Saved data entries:
— begin —

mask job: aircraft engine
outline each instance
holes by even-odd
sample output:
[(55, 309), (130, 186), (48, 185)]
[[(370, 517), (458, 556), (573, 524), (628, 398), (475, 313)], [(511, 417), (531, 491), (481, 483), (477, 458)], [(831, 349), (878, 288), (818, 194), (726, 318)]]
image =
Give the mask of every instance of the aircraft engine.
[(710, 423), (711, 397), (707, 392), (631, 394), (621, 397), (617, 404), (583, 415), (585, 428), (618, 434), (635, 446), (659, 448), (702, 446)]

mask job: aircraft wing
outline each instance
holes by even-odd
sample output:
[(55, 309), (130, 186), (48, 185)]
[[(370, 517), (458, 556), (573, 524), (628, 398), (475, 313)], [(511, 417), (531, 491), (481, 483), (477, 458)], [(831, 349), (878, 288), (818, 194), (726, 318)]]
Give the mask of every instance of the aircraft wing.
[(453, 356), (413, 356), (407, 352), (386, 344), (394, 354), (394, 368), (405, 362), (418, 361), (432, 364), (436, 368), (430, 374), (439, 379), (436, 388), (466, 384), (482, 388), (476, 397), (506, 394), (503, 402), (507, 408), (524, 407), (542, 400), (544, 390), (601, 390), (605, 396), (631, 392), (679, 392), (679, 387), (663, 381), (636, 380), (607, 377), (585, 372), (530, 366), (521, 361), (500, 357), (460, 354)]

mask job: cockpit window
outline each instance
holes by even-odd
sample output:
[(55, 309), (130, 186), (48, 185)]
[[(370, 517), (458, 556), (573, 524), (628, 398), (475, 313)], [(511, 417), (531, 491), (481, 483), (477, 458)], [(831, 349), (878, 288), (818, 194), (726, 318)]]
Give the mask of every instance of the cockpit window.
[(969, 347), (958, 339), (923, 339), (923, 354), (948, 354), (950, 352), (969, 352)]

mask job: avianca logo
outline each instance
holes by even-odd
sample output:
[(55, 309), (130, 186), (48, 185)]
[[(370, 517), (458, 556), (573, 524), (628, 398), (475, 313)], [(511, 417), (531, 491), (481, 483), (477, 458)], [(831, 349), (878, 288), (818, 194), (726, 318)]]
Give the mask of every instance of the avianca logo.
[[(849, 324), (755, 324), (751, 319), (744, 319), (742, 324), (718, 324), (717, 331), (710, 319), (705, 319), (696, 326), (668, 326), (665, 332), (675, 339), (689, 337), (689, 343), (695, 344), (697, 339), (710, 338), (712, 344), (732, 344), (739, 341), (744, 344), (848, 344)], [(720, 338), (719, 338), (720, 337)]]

— end —

_WORK TO COMPLETE:_ Return every line of the material above without any changes, from the first record through the last.

_WRITTEN SOLUTION:_
mask job: aircraft engine
outline each instance
holes by even-odd
sample output:
[(55, 309), (130, 186), (48, 185)]
[[(370, 517), (458, 556), (573, 524), (628, 398), (475, 313)], [(511, 417), (531, 491), (481, 483), (477, 458)], [(831, 349), (878, 288), (818, 194), (726, 318)]]
image =
Give the mask of every instance of the aircraft engine.
[(710, 423), (711, 397), (707, 392), (631, 394), (621, 397), (617, 404), (583, 415), (585, 428), (618, 434), (635, 446), (659, 448), (702, 446)]

mask job: aircraft wing
outline each instance
holes by even-odd
sample output:
[(55, 309), (130, 186), (48, 185)]
[[(370, 517), (458, 556), (573, 524), (628, 398), (475, 313)], [(511, 417), (531, 491), (481, 483), (477, 458)], [(831, 349), (878, 288), (818, 194), (726, 318)]]
Give the mask of every instance of the aircraft wing.
[(453, 356), (413, 356), (407, 352), (386, 344), (394, 354), (394, 368), (405, 362), (418, 361), (432, 364), (436, 368), (430, 374), (439, 379), (436, 388), (466, 384), (482, 388), (476, 397), (506, 394), (503, 402), (507, 408), (524, 407), (542, 400), (544, 390), (601, 390), (605, 396), (631, 392), (679, 392), (679, 387), (663, 381), (636, 380), (607, 377), (585, 372), (530, 366), (521, 361), (500, 357), (460, 354)]

mask job: cockpit window
outline each instance
holes by even-odd
sample output:
[(55, 309), (130, 186), (48, 185)]
[[(370, 517), (458, 556), (573, 524), (628, 398), (475, 313)], [(511, 417), (531, 491), (481, 483), (477, 458)], [(831, 349), (878, 288), (818, 194), (726, 318)]]
Give the mask of every instance of the cockpit window.
[(969, 347), (958, 339), (923, 339), (923, 354), (948, 354), (950, 352), (969, 352)]

mask job: avianca logo
outline each instance
holes by even-odd
sample output:
[(55, 309), (130, 186), (48, 185)]
[[(370, 517), (458, 556), (573, 524), (628, 398), (475, 313)], [(511, 417), (531, 491), (481, 483), (477, 458)], [(831, 349), (878, 288), (818, 194), (726, 318)]]
Give the mask of every instance of the avianca logo.
[[(849, 324), (755, 324), (751, 319), (744, 319), (742, 324), (718, 324), (717, 331), (710, 319), (705, 319), (696, 326), (668, 326), (665, 332), (675, 339), (689, 337), (689, 343), (695, 344), (697, 339), (710, 338), (712, 344), (732, 344), (739, 341), (744, 344), (848, 344)], [(720, 338), (719, 338), (720, 337)]]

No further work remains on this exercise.